▶ _TEXT PROVIDED_
Start of Block

Hope

The two bald toddlers are cancer patients. There are pizza boxes spread all around the end of the hospital bed, surrounded by IV pumps, on the hematology-oncology ward of Children’s Hospital. The main patient is two years old; they are both in flowered dresses, and joyfully eating pizza from paper plates. They have wide, happy smiles on their faces. Even slightly jaundiced, they are the brightest lights in the room. The girl in the middle of the bed is the primary patient. The other girl is a patient-friend from another bed. They are living life fully in the midst of uncertainty.

In the 2013 photograph, hope is perched on this toddler’s face at the arrival of the unexpected pizza party. I saw an embodiment of hope itself in her face, and I told myself that would be true even if she hadn’t lived, since I didn’t know how the story ended.

I looked on her blog recently and learned her cancer relapsed three years later—now. She had just started kindergarten. She has just finished her first round of combined immunotherapy and chemotherapy. I say to myself, what was it that I experienced with that happy pizza photograph? Was it real? Where is hope, MY hope? It felt like it was quashed…

My nihilism is a membrane away.

End of Block

▶ _WORK ORDER_
Continue the text about hope from its final line. The items below come from a separate source.

Saved entries:
Start of Block

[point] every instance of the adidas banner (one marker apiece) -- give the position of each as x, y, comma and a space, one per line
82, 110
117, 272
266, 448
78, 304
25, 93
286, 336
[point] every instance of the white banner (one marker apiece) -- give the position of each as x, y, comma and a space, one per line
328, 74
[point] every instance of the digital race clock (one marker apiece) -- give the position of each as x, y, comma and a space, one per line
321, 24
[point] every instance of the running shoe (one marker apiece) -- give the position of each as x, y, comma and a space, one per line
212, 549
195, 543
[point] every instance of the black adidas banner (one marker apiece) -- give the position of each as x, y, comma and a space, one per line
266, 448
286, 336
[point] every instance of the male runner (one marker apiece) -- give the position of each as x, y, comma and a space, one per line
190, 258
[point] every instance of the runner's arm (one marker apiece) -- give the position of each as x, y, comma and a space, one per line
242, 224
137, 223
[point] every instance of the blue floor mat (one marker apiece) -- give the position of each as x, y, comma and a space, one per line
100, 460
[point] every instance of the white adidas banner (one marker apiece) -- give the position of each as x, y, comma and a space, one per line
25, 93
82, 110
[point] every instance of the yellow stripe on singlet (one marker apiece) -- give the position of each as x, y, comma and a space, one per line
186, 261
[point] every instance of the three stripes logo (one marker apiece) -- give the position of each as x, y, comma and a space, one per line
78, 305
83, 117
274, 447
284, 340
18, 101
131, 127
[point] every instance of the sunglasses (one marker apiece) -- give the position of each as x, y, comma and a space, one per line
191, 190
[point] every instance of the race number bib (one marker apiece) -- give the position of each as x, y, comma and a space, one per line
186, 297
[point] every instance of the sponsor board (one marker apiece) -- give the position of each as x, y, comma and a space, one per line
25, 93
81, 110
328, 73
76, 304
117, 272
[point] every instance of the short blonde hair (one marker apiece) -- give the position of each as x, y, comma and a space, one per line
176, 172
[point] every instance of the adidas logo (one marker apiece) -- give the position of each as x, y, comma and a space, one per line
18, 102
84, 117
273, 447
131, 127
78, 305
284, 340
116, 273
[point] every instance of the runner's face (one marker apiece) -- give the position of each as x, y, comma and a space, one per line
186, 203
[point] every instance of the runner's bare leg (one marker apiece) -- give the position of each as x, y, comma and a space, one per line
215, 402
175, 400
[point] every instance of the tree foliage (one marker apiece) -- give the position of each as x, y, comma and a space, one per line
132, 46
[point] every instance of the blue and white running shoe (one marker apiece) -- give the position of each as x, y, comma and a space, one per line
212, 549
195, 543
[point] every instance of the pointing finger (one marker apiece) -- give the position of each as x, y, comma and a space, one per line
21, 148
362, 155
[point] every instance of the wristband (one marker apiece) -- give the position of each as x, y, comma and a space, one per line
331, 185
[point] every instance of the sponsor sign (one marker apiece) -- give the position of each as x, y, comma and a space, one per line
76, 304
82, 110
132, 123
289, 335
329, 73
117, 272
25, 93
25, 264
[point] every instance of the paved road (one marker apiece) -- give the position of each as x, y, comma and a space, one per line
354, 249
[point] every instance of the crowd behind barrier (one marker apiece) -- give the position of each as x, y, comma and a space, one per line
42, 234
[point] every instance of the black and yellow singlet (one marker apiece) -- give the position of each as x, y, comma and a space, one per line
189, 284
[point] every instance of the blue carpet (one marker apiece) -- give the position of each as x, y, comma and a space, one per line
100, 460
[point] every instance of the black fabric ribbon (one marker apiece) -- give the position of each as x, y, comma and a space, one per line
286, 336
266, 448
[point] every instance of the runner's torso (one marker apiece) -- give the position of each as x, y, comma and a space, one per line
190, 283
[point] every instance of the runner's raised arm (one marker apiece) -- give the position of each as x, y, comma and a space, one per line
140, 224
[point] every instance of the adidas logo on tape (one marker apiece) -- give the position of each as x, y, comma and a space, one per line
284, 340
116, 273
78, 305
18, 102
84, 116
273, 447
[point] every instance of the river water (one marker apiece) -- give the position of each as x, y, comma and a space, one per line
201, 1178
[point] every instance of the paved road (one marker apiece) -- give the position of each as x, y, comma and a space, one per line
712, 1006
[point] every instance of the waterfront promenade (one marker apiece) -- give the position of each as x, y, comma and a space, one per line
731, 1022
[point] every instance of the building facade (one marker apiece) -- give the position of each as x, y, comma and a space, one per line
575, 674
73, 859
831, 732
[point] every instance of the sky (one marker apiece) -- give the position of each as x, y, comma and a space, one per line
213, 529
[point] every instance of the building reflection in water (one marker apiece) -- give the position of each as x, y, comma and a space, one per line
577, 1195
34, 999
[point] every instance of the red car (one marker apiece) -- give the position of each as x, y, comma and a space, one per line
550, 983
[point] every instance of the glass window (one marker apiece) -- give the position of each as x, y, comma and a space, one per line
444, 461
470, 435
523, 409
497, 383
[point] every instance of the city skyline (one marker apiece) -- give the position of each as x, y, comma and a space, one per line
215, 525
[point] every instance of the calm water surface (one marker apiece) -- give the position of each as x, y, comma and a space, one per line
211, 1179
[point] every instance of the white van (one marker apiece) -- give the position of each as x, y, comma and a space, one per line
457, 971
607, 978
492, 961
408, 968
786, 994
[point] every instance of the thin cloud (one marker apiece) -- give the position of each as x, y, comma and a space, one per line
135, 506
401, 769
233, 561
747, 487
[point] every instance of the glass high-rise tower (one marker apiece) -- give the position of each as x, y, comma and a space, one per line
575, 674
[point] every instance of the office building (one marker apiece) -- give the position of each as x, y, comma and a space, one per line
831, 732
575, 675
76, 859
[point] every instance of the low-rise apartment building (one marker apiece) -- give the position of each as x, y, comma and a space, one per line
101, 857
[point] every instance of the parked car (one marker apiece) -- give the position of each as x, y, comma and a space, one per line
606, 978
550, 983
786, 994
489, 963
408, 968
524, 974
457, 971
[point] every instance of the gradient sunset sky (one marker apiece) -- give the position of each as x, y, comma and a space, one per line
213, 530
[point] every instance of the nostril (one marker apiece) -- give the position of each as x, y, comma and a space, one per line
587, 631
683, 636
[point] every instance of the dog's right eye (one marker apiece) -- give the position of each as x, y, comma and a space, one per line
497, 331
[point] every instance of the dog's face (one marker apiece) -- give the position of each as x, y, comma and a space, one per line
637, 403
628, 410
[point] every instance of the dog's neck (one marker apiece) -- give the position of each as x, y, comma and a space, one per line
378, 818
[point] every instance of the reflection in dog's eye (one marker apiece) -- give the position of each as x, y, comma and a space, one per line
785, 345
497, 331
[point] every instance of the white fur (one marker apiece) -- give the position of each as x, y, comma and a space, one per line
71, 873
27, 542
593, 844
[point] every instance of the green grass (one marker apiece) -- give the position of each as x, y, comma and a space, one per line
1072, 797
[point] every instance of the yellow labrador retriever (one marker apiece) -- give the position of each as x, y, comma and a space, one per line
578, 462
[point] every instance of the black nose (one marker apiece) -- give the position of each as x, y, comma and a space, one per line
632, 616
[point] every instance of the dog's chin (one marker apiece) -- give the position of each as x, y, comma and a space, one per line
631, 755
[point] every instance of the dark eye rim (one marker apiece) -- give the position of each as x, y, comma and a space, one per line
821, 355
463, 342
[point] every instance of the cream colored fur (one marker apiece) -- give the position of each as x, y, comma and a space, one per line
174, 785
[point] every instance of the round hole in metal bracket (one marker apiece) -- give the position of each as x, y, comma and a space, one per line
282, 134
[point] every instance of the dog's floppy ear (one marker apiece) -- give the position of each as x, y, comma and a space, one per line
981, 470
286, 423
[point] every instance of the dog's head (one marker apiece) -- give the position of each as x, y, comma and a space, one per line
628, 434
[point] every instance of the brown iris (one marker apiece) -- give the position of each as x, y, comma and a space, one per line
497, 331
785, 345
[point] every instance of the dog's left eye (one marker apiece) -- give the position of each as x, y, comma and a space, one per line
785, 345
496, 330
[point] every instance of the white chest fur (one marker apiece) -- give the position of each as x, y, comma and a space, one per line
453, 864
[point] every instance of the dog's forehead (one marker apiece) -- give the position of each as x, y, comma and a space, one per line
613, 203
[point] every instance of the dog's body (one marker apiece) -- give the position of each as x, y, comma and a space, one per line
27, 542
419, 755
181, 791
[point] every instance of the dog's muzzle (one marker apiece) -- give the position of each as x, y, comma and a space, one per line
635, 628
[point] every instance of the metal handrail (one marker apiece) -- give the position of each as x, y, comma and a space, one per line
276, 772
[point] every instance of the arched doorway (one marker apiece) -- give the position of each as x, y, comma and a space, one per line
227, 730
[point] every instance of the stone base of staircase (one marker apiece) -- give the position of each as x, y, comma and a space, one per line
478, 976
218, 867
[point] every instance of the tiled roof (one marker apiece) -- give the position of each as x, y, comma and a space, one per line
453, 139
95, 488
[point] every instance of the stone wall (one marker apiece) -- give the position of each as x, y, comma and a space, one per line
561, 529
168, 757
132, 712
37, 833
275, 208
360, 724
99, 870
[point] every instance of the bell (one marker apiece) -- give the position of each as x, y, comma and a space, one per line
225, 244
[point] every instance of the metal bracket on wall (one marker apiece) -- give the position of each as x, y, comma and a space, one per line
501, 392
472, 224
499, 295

End of Block

▶ _ANSWER TO THIS PROBLEM_
That is exactly why I’m so inspired every time I witness patients and families choosing to live life, moment by moment—celebrating birthdays, music, stories, food, and each other when others around them are focused primarily on how many days remain, not on the day at hand. The hope of the present joyful moment is not easy in the face of overwhelming odds. It inspires me every time because I can’t do it on my own.

When I read her family’s blog, I realize they can’t either. They have back-up, they have other people.

That’s the point, I think, that we have people to pick up the slack when we falter; we hold each other. And we have unexpected parties to remind us we’re living when we’re dying.